**Exercise directions:** Only lines containing the string "statue" belong in the answer; copy all of them from the entries.

**Records for the task:**
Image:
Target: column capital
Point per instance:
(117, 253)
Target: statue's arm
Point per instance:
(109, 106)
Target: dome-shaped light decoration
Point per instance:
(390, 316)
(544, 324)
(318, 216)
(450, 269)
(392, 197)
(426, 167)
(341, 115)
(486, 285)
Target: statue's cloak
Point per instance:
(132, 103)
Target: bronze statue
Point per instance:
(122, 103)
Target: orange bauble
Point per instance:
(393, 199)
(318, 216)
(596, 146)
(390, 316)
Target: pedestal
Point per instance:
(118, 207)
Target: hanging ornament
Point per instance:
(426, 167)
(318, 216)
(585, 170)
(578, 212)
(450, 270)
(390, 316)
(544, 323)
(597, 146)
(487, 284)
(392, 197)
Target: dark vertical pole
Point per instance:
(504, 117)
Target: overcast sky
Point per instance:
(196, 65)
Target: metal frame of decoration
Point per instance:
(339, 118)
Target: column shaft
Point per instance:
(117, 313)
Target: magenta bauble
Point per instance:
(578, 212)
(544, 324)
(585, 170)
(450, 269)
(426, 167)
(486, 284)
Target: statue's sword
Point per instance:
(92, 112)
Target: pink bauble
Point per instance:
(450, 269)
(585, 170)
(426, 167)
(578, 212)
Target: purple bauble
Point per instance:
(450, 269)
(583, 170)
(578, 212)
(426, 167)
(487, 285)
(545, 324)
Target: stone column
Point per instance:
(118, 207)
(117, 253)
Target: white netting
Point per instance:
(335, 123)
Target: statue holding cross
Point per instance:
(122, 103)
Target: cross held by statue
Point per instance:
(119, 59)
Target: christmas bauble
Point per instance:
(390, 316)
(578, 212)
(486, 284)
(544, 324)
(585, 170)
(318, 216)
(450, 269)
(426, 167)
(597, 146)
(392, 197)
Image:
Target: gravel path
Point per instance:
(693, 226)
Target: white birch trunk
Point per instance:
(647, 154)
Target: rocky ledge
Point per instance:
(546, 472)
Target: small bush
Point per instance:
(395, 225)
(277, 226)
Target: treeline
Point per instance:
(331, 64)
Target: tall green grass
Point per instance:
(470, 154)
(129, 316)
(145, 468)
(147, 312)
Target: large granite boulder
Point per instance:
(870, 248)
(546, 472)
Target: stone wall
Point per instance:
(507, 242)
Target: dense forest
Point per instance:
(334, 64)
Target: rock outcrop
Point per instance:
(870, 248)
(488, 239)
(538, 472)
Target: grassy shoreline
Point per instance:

**Finished task:**
Target: statue's arm
Target: statue's cloak
Target: bronze statue
Target: statue's sword
Target: statue holding cross
Target: cross held by statue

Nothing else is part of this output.